■ **WORUM ES GEHT**
Ändere die folgende Auflistung, indem du jedes „scouting survey record“ durch „field survey record“ ersetzt. Alles andere bleibt unverändert.

* * * *

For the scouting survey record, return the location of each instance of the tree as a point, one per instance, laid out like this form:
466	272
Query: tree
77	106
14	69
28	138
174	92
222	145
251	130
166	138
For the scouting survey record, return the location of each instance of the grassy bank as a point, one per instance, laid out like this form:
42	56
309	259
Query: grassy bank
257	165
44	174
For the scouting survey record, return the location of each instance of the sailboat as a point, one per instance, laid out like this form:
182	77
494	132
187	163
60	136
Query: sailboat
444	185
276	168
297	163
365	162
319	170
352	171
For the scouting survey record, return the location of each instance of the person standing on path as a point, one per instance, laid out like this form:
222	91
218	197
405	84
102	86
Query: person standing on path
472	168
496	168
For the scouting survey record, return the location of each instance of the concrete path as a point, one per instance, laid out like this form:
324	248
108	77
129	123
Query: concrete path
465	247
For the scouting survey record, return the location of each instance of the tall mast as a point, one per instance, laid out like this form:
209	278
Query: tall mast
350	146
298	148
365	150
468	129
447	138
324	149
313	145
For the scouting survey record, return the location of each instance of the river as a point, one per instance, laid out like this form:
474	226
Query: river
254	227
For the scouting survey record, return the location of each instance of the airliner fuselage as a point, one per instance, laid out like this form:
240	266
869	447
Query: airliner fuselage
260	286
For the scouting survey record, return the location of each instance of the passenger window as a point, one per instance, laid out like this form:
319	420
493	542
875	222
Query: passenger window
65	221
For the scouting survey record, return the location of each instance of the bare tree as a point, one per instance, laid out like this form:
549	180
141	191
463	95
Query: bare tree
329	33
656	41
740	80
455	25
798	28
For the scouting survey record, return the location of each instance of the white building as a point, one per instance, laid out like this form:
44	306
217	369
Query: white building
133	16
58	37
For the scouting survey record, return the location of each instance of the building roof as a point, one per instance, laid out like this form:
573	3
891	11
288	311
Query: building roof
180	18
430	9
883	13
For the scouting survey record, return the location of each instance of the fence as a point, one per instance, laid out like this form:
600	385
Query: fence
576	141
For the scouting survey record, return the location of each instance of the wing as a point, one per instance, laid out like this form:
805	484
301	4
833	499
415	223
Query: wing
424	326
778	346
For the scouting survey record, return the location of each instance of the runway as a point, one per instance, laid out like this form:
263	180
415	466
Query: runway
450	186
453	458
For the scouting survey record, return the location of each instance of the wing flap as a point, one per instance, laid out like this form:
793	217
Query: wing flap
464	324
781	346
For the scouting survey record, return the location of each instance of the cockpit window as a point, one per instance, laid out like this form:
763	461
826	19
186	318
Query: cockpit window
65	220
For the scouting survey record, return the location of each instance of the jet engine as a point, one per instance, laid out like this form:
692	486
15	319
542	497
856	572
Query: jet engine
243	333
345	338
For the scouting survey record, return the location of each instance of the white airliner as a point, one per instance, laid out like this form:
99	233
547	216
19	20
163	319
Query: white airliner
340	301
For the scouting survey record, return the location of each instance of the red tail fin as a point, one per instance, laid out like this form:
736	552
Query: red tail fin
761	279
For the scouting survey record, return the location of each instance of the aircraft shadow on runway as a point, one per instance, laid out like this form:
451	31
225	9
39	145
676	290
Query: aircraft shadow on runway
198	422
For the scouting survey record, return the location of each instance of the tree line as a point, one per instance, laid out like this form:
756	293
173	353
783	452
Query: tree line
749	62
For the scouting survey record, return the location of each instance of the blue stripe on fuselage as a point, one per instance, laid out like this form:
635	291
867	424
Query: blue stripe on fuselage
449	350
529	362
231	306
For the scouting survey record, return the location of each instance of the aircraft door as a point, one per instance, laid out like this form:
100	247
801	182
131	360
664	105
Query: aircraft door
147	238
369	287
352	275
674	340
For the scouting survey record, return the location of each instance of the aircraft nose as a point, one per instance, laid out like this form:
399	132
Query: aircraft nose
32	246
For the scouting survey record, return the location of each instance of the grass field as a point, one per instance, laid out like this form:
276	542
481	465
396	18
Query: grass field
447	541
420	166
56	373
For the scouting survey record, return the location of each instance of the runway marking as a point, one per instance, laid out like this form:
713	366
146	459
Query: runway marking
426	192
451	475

* * * *

■ **ERLEDIGTE AUFGABE**
For the field survey record, return the location of each instance of the tree as a point, one per instance, laid out like this form:
466	272
Query: tree
77	106
14	69
28	138
174	92
222	145
251	130
166	138
For the field survey record, return the location of each instance of the grassy bank as a point, one per instance, laid out like this form:
42	56
309	259
Query: grassy bank
257	165
44	174
For the field survey record, return the location of each instance of the sailboat as a point, one per instance, laid out like this form:
182	77
494	132
187	163
60	136
Query: sailboat
444	185
276	168
297	163
365	162
319	170
352	171
For the field survey record, return the location of each instance of the person standing on path as a point, one per instance, laid out like this form:
222	91
218	197
405	84
102	86
Query: person standing on path
472	168
496	168
For the field survey record, return the location of each instance of the concrete path as a point, one per instance, laid out like this form:
324	248
108	77
129	123
Query: concrete path
465	247
For the field survey record, return the location of each instance of the tall mast as a point, one per instance, laid out like this form:
209	278
Query: tall mast
350	146
298	148
365	150
468	129
447	138
324	149
313	145
For the field survey record, return the location of each instance of the river as a point, one per instance, laid out like this form:
474	226
Query: river
254	227
For the field survey record, return the location of each instance of the airliner fuselage as a point, one per instance, laid out like this form:
240	266
869	447
Query: airliner fuselage
260	286
For the field survey record, return the location of each instance of the passenger window as a point, one per instance, laid out like this form:
319	420
493	542
875	222
Query: passenger window
65	221
For the field survey record, return the location of each instance of the bare tree as a point, one per instance, laid out like this form:
549	180
141	191
463	95
Query: bare tree
329	33
656	41
740	80
455	25
798	28
For the field survey record, return the location of each instance of the white building as a point, one per instance, laid out like this form:
44	306
217	369
Query: white building
133	16
58	37
For the field survey record, return the location of each instance of the building roof as a point, one per instance, laid out like this form:
573	3
891	11
288	311
Query: building roof
180	18
430	9
883	13
For the field survey record, return the location of each instance of the fence as a point, one per instance, laid out like this form:
600	385
Query: fence
576	141
For the field survey record, return the location of each instance of the wing as a point, one per instance, laid out like this form:
805	484
301	4
833	499
415	223
Query: wing
424	326
778	346
For the field survey record, return the location of each instance of the runway as a point, one per instance, laid out like this form:
263	180
415	466
Query: runway
450	186
453	458
For the field survey record, return the location of each instance of the wing flap as a point, one per instance, laid out like this form:
793	217
Query: wing flap
464	324
781	346
For the field survey record, return the location of each instance of the cockpit window as a point, one per instance, laid out like this form:
763	461
826	19
186	318
Query: cockpit window
65	220
For the field survey record, return the location of each instance of the jet engine as a point, one per instance, laid out like this form:
692	486
15	319
542	497
856	572
Query: jet engine
243	333
345	338
For the field survey record, return the location of each instance of the white airliner as a point, one per instance, laid out like this form:
99	233
547	216
19	20
163	319
Query: white airliner
340	301
For the field survey record, return the location of each instance of the red tail fin as a point, one per instance, laid out like this form:
736	552
Query: red tail fin
761	279
For the field survey record, return the location of each instance of the aircraft shadow on runway as a point, one per instance, laid out like this form:
451	31
225	9
39	145
676	290
Query: aircraft shadow on runway
198	422
For the field survey record, return the location of each instance of the tree line as a point, one per instance, laid out like this form:
756	293
173	353
783	452
Query: tree line
749	62
For the field survey record, return the location of each instance of the blue stripe on fuselage as a point, one per instance, laid out like this form:
635	291
867	424
Query: blue stripe on fuselage
449	350
529	362
231	306
For the field survey record, return the location of each instance of the aircraft door as a point, one per instance, laid out like this form:
100	247
801	182
131	360
664	105
Query: aircraft door
147	238
369	287
352	275
674	340
For the field survey record, return the location of each instance of the aircraft nose as a point, one per instance, laid out like this form:
399	132
Query: aircraft nose
32	246
For the field survey record, return the location of each instance of the grass field as a point, one per instance, laid out like this form:
276	542
481	465
396	18
Query: grass field
447	541
420	166
56	373
For the field survey record, return the location of each instance of the runway marking as a point, one per instance, laid out like this form:
713	366
146	459
Query: runway marking
426	192
451	475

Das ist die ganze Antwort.